Klassenlehrerin Bettina Schmidt ist zufrieden. Um Mitschüler zu benoten, bedürfe es großen Vertrauens zwischen den Schülern. Das sei hier vorhanden, weil die Kinder bereits die vier Grundschuljahre gemeinsam verbracht hätten. "Auch der Lernstand unserer Kinder ist sehr hoch im Vergleich zu den Parallelklassen", meint der zweite Klassenlehrer Rolf Huhn.
Für die didaktische Leiterin der Schule, Rita Thomas, ist die 6F ein Experiment: Ein Klassenverband, der über die Grundschulzeit hinaus zusammen bleibt. Ein Vorteil liegt für sie darin, dass die Kinder auch nach dem Schulwechsel auf dem gleichen Stand sind. Neues Wissen ließe sich bei gleichen Voraussetzungen sehr viel besser vermitteln, so die Pädagogin. "Dass Schüler bessere Leistungen bringen, wenn sie lange Zeit zusammen lernen, zeigen die Erfahrungen in den skandinavischen Ländern", erklärt Rita Thomas. In der Solinger Schule wird die Gruppe jetzt bis zur zehnten Klasse zusammen sein.
Das aber stellt die Lehrer vor Herausforderungen: Während sie sonst anfangs versuchen, eine neue Gruppe zu schaffen, bilden die Kinder bereits eine enge Gemeinschaft. Das hat auch Nachteile: "Die Rollen für Leistungsträger und Klassenclowns sind längst vergeben", sagt Rolf Huhn. Er und seine Kollegen müssen es deshalb schaffen, vor allem die schwachen oder stillen Schüler stärker zu motivieren, für die sonst der weitere Weg vorgezeichnet wäre. Das erleben auch die Schüler so. "Manche Lehrer hier haben es sicher nicht leicht mit uns", sagt Jana.
Dass die Schüler auch in der weiterführenden Schule weiter zusammen sind, verdanken sie einem Zufall. Ungewöhnlich viele Eltern hatten ihre Kinder an der Friedrich-Albert-Lange-Gesamtschule in Solingen angemeldet. So viele, dass daraus eine eigene Klasse gebildet werden konnte: "In dieser Situation haben wir dann das gemacht, was eigentlich ganz unüblich ist", erinnert sich Rita Thomas. Vorsichtig fragte die Gesamtschullehrerin bei ihrer Kollegin in der Grundschule an, ob die Kinder weiter gemeinsam unterichtet werden sollten. Darauf hatten insgeheim auch viele Eltern gehofft. So mussten nur wenige von der Idee überzeugt werden, erinnert sich Elternpflegschaftsvorsitzende Daniela Klein: "Als wir gemerkt haben, dass alle unsere Kinder auch an der Gesamtschule in eine Klasse gehen, war die Freude sehr groß."

────────────────

▶ Aufgabe 1
Bis zu welcher Klasse wird die Gruppe laut Seitentext an der Solinger Schule zusammenbleiben?
▶ Aufgabe 2
Erläutern Sie anhand des Seitentextes, warum die Lehrer vor allem die schwachen oder stillen Schüler stärker motivieren müssen.
▶ Aufgabe 3
Übertragen Sie aus dem Seitentext wortgetreu den Abschnitt, der mit „Für die didaktische“ beginnt und mit „Klasse zusammen sein.“ endet.

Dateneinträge
────────────────

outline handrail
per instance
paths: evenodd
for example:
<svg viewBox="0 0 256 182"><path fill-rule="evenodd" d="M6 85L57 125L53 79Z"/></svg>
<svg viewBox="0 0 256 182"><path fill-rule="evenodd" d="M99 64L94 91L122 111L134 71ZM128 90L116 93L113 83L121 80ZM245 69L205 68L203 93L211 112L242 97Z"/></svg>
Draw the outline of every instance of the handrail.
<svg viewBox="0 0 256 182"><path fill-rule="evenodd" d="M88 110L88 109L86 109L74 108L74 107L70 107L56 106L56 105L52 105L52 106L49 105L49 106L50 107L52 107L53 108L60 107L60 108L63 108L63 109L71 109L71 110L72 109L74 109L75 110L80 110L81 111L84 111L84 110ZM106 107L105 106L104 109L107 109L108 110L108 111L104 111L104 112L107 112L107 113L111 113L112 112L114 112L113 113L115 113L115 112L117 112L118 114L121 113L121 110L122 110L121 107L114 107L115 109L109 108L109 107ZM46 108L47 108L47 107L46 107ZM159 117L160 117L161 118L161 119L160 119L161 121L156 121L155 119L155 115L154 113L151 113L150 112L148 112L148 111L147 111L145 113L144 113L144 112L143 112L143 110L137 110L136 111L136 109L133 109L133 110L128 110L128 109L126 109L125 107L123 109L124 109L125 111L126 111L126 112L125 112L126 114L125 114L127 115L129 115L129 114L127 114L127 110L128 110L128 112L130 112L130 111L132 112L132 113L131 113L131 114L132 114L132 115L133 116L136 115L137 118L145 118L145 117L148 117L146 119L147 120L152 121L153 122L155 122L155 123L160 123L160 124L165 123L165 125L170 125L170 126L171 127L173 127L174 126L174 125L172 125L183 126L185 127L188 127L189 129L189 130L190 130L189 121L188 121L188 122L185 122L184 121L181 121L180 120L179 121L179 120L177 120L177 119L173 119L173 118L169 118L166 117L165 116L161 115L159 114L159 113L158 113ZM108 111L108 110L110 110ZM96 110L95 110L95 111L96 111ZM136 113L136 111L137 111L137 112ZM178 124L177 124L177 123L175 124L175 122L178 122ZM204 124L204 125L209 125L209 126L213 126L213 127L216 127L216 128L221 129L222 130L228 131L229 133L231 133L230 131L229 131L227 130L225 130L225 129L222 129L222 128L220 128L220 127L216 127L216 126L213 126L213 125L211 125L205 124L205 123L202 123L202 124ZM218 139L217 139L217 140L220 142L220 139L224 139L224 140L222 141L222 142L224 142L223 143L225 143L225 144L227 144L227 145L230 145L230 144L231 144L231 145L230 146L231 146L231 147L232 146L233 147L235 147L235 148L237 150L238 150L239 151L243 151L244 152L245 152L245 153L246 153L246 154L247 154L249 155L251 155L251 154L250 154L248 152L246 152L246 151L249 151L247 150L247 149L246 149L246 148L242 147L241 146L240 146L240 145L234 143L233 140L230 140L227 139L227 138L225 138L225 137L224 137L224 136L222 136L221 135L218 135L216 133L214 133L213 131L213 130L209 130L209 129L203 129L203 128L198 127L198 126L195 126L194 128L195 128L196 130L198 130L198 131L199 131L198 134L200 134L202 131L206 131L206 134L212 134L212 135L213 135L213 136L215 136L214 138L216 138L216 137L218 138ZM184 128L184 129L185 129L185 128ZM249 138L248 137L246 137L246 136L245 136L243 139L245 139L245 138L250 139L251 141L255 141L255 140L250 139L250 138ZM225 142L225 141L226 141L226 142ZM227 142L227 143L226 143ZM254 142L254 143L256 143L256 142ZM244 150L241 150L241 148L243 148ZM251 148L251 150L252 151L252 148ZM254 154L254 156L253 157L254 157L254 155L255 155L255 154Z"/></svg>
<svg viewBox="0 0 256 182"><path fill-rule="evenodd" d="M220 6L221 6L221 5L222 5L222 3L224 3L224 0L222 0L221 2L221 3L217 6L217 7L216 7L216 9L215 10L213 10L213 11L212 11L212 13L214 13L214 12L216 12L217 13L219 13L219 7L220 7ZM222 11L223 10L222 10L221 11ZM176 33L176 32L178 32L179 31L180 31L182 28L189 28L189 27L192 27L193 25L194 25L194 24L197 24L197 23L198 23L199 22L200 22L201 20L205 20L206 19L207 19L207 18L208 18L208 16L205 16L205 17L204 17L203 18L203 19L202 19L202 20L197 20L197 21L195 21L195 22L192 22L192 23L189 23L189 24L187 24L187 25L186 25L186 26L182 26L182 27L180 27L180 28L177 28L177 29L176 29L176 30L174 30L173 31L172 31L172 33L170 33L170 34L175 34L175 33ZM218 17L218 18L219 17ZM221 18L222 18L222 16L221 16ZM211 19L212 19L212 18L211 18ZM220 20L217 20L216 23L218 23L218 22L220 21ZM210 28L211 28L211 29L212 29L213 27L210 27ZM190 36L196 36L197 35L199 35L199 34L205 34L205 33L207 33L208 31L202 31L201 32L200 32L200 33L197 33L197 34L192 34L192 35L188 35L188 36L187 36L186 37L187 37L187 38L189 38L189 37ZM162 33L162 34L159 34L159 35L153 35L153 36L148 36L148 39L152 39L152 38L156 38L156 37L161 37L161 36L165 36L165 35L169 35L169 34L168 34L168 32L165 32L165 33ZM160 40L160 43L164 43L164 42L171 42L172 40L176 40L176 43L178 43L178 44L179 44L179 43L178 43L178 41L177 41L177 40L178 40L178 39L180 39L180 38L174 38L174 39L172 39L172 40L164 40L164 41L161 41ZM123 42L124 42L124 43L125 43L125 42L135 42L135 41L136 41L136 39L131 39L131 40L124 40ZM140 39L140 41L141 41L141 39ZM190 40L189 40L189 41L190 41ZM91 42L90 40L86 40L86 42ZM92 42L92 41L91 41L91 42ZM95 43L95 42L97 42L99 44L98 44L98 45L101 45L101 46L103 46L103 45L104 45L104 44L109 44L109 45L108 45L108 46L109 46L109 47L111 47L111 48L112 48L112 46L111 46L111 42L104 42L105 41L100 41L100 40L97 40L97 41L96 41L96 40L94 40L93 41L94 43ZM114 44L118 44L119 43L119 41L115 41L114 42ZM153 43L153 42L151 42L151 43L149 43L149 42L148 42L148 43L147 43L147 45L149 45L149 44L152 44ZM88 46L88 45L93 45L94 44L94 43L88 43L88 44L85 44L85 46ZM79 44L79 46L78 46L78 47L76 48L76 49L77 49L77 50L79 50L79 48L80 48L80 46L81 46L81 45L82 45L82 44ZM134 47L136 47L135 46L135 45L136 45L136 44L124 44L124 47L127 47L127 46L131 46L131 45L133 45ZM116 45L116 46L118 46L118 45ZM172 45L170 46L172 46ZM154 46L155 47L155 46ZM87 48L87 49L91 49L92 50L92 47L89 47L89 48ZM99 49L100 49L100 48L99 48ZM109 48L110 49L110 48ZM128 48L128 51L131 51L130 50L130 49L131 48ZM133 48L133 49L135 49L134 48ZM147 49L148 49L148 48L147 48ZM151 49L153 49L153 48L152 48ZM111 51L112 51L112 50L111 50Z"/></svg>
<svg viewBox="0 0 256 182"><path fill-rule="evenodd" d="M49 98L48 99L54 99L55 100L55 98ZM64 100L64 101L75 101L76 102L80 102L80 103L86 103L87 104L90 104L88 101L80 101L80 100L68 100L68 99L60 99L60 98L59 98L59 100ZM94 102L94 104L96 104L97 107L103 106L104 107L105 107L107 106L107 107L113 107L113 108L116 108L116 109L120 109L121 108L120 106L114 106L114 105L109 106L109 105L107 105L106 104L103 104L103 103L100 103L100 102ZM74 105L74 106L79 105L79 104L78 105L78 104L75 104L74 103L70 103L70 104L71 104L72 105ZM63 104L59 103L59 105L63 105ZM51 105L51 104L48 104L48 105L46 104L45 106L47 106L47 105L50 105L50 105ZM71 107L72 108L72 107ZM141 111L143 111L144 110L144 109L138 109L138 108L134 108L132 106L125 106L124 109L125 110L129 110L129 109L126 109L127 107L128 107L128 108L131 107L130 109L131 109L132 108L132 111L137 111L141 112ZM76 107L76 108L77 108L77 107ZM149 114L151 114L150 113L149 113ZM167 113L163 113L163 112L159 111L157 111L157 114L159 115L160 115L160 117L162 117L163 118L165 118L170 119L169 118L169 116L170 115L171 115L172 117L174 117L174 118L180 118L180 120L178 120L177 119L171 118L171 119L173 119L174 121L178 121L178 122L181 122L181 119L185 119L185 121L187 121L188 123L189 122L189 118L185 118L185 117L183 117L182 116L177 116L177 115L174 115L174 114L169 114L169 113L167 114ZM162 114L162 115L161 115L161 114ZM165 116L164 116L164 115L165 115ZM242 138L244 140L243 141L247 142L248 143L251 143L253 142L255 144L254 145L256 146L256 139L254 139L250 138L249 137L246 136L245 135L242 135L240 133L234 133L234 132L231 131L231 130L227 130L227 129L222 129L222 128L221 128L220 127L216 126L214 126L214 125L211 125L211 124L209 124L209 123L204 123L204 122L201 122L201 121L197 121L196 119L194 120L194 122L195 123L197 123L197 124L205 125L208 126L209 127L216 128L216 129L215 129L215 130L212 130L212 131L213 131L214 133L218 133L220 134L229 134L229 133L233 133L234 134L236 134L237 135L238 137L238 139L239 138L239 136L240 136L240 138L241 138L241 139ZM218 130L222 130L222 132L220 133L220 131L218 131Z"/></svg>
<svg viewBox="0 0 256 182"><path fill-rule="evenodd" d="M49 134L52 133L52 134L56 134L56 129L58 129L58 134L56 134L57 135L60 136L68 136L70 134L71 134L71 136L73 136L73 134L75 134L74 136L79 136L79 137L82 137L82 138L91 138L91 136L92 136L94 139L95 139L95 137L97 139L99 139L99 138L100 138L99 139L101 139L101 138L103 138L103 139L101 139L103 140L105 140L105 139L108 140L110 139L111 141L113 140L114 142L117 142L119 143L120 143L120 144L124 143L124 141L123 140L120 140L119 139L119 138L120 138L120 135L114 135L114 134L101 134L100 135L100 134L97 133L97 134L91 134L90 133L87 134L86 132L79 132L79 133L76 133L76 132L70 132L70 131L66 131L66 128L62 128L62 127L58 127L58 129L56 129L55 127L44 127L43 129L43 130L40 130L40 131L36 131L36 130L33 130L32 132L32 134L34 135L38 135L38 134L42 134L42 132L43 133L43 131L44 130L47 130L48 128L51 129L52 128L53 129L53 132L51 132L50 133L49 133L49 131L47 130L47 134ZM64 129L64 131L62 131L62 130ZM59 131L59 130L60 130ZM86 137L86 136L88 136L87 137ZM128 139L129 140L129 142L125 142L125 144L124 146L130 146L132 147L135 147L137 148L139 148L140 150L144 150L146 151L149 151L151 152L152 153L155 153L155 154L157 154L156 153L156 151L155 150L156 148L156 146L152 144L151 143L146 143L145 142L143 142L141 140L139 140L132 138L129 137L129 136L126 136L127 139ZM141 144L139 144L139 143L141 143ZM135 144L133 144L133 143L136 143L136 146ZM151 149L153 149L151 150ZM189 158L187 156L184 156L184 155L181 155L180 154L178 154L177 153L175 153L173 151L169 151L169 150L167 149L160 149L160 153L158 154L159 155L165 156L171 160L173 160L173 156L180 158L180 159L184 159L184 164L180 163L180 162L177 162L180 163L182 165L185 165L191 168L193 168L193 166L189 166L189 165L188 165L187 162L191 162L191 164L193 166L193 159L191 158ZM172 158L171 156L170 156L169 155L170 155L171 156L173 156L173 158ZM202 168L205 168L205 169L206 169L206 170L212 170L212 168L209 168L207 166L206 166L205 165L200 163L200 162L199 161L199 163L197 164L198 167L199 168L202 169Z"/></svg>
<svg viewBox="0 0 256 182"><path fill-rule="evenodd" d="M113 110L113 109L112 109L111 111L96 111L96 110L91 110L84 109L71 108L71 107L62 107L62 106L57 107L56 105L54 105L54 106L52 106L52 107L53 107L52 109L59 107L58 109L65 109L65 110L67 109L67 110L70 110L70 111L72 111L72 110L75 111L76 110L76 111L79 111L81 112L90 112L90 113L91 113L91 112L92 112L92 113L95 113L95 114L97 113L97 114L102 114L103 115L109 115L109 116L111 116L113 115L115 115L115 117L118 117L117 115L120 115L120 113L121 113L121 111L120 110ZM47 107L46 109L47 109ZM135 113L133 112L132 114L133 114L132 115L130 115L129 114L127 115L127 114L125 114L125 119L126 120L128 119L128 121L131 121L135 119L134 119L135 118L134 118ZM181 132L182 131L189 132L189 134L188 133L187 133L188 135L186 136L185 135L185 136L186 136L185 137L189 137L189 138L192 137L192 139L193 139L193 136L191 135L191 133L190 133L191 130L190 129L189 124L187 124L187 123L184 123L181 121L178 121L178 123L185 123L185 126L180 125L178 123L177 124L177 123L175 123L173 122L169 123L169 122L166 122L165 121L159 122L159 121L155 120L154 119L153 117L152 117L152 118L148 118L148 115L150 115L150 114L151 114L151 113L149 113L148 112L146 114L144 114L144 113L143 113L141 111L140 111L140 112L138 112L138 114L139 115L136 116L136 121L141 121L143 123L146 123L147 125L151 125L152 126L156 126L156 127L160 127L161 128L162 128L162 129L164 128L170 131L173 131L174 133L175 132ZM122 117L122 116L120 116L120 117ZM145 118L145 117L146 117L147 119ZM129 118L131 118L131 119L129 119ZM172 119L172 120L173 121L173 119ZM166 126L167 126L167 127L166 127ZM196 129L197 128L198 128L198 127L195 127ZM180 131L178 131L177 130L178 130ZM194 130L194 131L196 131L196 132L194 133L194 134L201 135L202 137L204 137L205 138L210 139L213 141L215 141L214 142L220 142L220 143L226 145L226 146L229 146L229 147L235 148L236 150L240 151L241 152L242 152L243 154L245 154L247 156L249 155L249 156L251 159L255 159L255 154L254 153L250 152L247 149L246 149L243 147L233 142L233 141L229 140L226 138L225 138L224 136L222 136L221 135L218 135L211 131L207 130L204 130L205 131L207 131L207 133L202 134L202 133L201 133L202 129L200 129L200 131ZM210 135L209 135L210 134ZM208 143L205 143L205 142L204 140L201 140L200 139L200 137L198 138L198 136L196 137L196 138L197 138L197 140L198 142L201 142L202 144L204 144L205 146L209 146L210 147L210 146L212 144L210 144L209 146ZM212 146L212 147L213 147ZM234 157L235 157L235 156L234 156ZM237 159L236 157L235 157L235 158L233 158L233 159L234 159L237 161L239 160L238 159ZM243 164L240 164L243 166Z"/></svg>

────────────────

▶ Vollständige Antwort 1
Bis zur zehnten Klasse.

▶ Vollständige Antwort 2
Die Kinder bilden bereits eine enge Gemeinschaft, in der die Rollen für Leistungsträger und Klassenclowns längst vergeben sind. Ohne stärkere Motivation wäre für die schwachen oder stillen Schüler der weitere Weg vorgezeichnet.

▶ Vollständige Antwort 3
Für die didaktische Leiterin der Schule, Rita Thomas, ist die 6F ein Experiment: Ein Klassenverband, der über die Grundschulzeit hinaus zusammen bleibt. Ein Vorteil liegt für sie darin, dass die Kinder auch nach dem Schulwechsel auf dem gleichen Stand sind. Neues Wissen ließe sich bei gleichen Voraussetzungen sehr viel besser vermitteln, so die Pädagogin. "Dass Schüler bessere Leistungen bringen, wenn sie lange Zeit zusammen lernen, zeigen die Erfahrungen in den skandinavischen Ländern", erklärt Rita Thomas. In der Solinger Schule wird die Gruppe jetzt bis zur zehnten Klasse zusammen sein.